Present each line of the items below as a Markdown table with the columns "Row" and "Line," numbering the rows and skipping blank lines. Leave out the pictures.

** START OF Information shown **

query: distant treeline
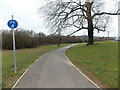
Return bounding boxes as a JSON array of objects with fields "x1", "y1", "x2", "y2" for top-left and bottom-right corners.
[
  {"x1": 2, "y1": 28, "x2": 112, "y2": 50},
  {"x1": 2, "y1": 29, "x2": 83, "y2": 50}
]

** END OF Information shown **

Result of this task:
| Row | Line |
|---|---|
| 1 | query: distant treeline |
| 2 | Return bounding boxes as a JSON array of objects with fields "x1", "y1", "x2", "y2" for top-left and bottom-right corners. |
| 3 | [ |
| 4 |   {"x1": 2, "y1": 28, "x2": 112, "y2": 50}, |
| 5 |   {"x1": 2, "y1": 29, "x2": 83, "y2": 50} |
| 6 | ] |